__SELECTED TEXT__:
______________________________

After Super Tuesday: Democrats Heeding Lessons of 2018
Democrats must mobilize the party base, while focusing on adding cross-over anti-Trump rural and suburban independents and moderate Republicans.
March 2, 2020
The Democrats’ lessons from the 2018 mid-term elections is clear. Moderate candidates won and progressive candidates lost.
The question for the 2020 presidential race is to what extent Democratic primary voters are heeding this lesson.
Mobilizing anti-Trump voters
Democrats often take comfort in the fact that Donald Trump is unpopular with a majority of American voters. But that is not the battleground on which the election is fought. That battleground is the Electoral College.
Democrats should remember that Republican presidential candidates have won the national popular vote only once in the last 28 years (in 2004).
The reality of the Electoral College is that U.S presidential elections are determined in a handful of states whose voters are narrowly split between Democrats and Republicans — so-called “swing” states.
How narrow? Well, in 2016, Donald Trump won the Electoral College and therefore the presidency in outpolling Clinton by a combined 78,000 votes of the 13.5 million votes cast in three key states — Michigan, Pennsylvania and Wisconsin.
And those same three states — along with Arizona (where Trump won by 91,000 votes) and Minnesota (where Clinton won by 45,000 votes) — are highly likely to decide the 2020 election.

______________________________

__WRITTEN INSTRUCTION A__:
Return each line of the records that contains the word "grass".

__MATERIAL PROVIDED__:
______________________________

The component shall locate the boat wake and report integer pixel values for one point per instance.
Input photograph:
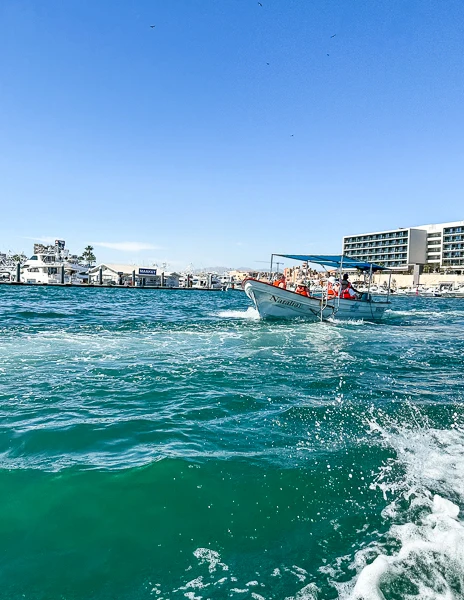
(251, 314)
(422, 553)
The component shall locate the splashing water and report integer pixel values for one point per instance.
(173, 445)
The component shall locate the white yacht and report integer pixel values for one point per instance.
(53, 264)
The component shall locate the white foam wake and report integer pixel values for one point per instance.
(249, 313)
(429, 564)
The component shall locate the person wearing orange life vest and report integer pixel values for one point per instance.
(301, 289)
(280, 282)
(332, 290)
(347, 291)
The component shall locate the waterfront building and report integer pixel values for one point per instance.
(120, 274)
(52, 264)
(441, 246)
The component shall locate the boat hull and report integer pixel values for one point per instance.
(277, 303)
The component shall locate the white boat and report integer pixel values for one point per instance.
(52, 265)
(275, 302)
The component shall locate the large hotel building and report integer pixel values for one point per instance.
(440, 246)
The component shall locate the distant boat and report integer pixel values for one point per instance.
(275, 302)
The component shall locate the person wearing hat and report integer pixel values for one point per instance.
(332, 287)
(280, 282)
(302, 289)
(347, 291)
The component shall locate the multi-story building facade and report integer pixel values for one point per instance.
(438, 245)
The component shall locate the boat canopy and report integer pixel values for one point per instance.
(335, 260)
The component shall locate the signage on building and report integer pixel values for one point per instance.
(147, 271)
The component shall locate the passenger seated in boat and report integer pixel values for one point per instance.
(347, 291)
(332, 287)
(302, 289)
(280, 282)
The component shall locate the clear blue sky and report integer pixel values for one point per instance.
(182, 140)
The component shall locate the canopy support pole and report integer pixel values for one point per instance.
(389, 282)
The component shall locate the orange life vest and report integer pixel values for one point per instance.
(346, 295)
(330, 290)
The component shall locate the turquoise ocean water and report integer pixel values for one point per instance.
(171, 445)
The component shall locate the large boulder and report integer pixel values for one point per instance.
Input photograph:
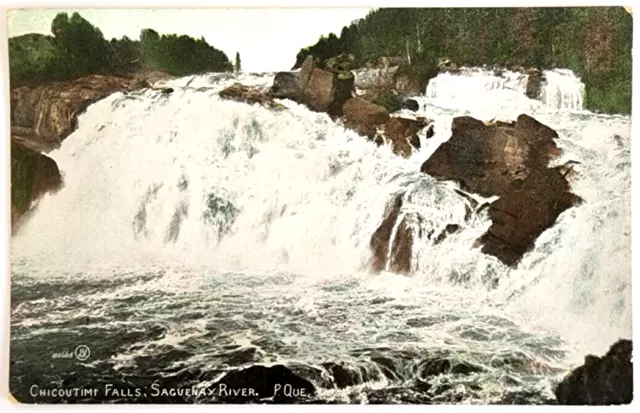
(319, 89)
(381, 238)
(247, 94)
(600, 380)
(43, 116)
(286, 85)
(364, 117)
(509, 161)
(32, 175)
(402, 134)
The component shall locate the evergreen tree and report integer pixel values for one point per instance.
(237, 67)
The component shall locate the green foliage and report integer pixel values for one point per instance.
(77, 48)
(237, 67)
(594, 42)
(387, 99)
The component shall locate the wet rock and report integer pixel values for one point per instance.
(364, 117)
(246, 94)
(286, 85)
(379, 243)
(254, 383)
(510, 161)
(401, 132)
(430, 131)
(411, 104)
(534, 83)
(32, 175)
(449, 229)
(402, 247)
(600, 380)
(43, 116)
(320, 90)
(346, 376)
(435, 366)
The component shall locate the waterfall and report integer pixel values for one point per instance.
(265, 217)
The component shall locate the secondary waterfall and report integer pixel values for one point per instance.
(206, 216)
(560, 88)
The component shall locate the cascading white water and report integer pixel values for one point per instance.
(560, 88)
(224, 194)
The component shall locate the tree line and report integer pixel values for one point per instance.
(77, 48)
(594, 42)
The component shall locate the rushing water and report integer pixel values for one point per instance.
(194, 236)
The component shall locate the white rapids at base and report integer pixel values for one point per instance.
(275, 210)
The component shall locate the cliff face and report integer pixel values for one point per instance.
(41, 118)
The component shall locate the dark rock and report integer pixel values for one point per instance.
(388, 99)
(534, 83)
(43, 116)
(379, 243)
(430, 131)
(402, 248)
(600, 380)
(286, 85)
(435, 366)
(401, 131)
(320, 90)
(32, 175)
(246, 94)
(510, 161)
(266, 383)
(345, 375)
(364, 117)
(449, 229)
(411, 104)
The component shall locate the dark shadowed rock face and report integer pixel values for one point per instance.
(32, 175)
(319, 89)
(510, 161)
(286, 85)
(600, 380)
(380, 239)
(43, 116)
(364, 117)
(402, 133)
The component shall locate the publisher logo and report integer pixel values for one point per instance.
(82, 352)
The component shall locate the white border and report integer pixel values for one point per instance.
(5, 405)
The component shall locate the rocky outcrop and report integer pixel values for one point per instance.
(381, 238)
(247, 94)
(369, 119)
(319, 89)
(402, 134)
(43, 116)
(600, 380)
(510, 161)
(32, 175)
(534, 83)
(364, 117)
(410, 104)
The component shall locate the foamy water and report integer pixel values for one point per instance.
(192, 228)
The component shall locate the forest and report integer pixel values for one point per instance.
(77, 48)
(594, 42)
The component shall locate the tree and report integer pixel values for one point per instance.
(237, 67)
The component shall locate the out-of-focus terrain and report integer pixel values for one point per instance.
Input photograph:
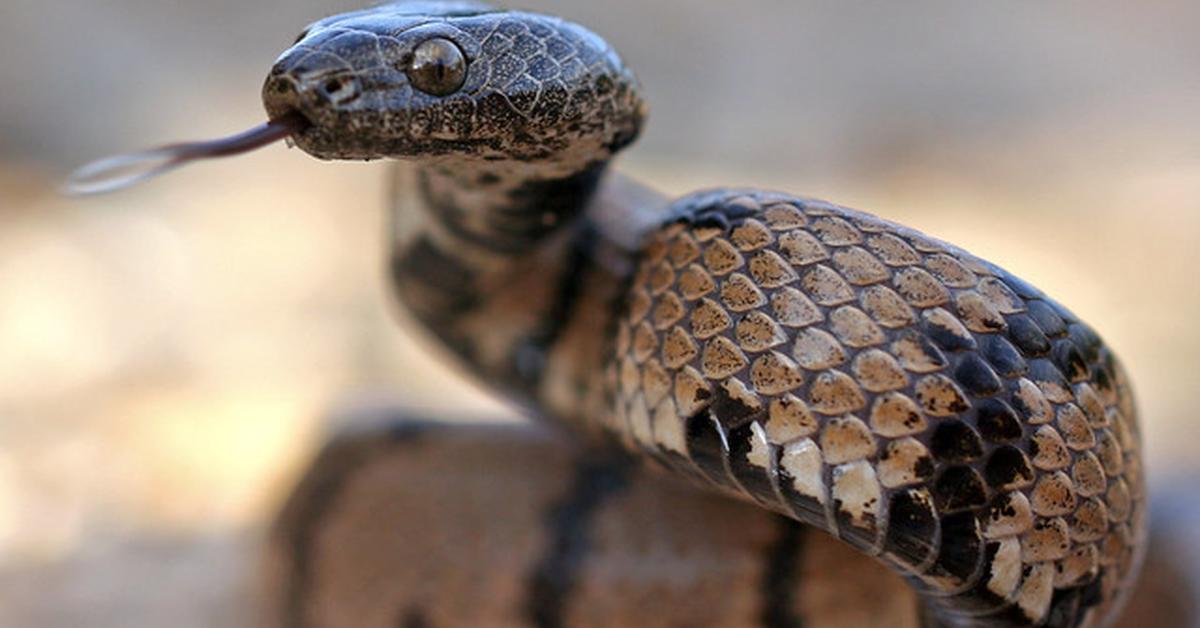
(168, 354)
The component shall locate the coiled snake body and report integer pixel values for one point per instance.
(919, 404)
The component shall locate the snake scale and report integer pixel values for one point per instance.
(924, 406)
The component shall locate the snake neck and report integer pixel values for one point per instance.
(519, 269)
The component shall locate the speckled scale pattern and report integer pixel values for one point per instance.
(919, 402)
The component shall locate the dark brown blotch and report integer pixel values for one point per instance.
(1027, 336)
(997, 420)
(976, 377)
(959, 489)
(1008, 468)
(1003, 356)
(955, 442)
(912, 527)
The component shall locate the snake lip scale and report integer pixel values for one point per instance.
(924, 406)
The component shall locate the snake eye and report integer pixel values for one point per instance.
(438, 67)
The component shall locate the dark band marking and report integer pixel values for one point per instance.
(315, 498)
(529, 356)
(781, 574)
(568, 526)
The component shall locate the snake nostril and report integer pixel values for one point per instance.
(339, 90)
(333, 85)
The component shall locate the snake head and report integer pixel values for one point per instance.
(455, 81)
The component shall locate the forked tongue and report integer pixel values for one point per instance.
(123, 171)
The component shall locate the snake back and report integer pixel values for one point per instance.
(921, 404)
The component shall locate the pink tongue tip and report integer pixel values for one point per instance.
(118, 172)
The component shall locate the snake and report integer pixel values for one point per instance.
(911, 435)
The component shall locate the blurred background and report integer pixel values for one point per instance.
(169, 354)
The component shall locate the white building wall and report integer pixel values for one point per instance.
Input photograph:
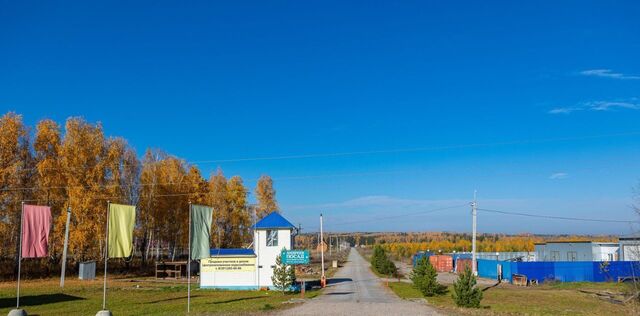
(605, 252)
(578, 251)
(630, 250)
(267, 255)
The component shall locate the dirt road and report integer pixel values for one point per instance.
(355, 290)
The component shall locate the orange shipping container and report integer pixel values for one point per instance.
(442, 263)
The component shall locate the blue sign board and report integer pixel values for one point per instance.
(294, 256)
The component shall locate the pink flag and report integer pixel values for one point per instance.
(36, 223)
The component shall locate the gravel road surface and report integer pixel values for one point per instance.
(355, 290)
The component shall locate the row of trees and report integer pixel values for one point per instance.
(484, 244)
(80, 168)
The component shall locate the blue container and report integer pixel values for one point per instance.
(419, 256)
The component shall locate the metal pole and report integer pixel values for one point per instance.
(322, 278)
(20, 255)
(66, 245)
(106, 256)
(474, 213)
(189, 265)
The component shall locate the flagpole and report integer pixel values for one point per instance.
(20, 255)
(106, 256)
(66, 245)
(189, 265)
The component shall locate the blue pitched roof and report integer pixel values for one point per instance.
(231, 252)
(273, 220)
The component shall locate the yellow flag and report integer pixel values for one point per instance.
(122, 218)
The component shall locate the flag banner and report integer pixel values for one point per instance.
(36, 224)
(201, 218)
(122, 218)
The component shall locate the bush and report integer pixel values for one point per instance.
(381, 262)
(466, 293)
(283, 275)
(425, 278)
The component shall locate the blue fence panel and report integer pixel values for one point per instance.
(573, 271)
(488, 269)
(507, 269)
(419, 256)
(539, 271)
(615, 270)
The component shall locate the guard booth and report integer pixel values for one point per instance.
(271, 235)
(249, 269)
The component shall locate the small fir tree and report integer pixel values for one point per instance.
(424, 277)
(381, 262)
(283, 275)
(466, 293)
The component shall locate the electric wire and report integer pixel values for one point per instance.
(557, 217)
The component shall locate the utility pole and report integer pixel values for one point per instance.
(323, 280)
(474, 214)
(66, 246)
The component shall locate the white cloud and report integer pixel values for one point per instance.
(608, 73)
(558, 176)
(599, 106)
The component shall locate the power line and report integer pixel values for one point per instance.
(558, 217)
(399, 215)
(197, 182)
(416, 149)
(383, 151)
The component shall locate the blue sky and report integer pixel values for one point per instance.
(211, 82)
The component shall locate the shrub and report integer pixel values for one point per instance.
(381, 262)
(466, 293)
(425, 278)
(283, 275)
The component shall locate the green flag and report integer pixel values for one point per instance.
(121, 221)
(201, 218)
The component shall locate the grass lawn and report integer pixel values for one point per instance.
(144, 297)
(560, 299)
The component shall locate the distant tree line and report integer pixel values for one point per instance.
(77, 166)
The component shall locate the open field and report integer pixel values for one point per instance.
(136, 297)
(557, 299)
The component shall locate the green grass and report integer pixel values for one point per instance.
(44, 297)
(558, 299)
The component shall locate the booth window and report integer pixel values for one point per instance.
(272, 238)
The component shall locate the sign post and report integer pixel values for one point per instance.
(294, 257)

______________________________

__WRITTEN INSTRUCTION B__:
Give the Super Tuesday article again, starting with "Mobilizing anti-Trump voters" and going on through "Pennsylvania and Wisconsin.", with "Electoral College" swapped for "electoral map".

__CORRECT OUTPUT A__:
The component shall locate the grass lawn and report integer pixel values for one point per instance.
The component shall locate the green grass and report integer pixel values for one point per instance.

__CORRECT OUTPUT B__:
Mobilizing anti-Trump voters
Democrats often take comfort in the fact that Donald Trump is unpopular with a majority of American voters. But that is not the battleground on which the election is fought. That battleground is the electoral map.
Democrats should remember that Republican presidential candidates have won the national popular vote only once in the last 28 years (in 2004).
The reality of the electoral map is that U.S presidential elections are determined in a handful of states whose voters are narrowly split between Democrats and Republicans — so-called “swing” states.
How narrow? Well, in 2016, Donald Trump won the electoral map and therefore the presidency in outpolling Clinton by a combined 78,000 votes of the 13.5 million votes cast in three key states — Michigan, Pennsylvania and Wisconsin.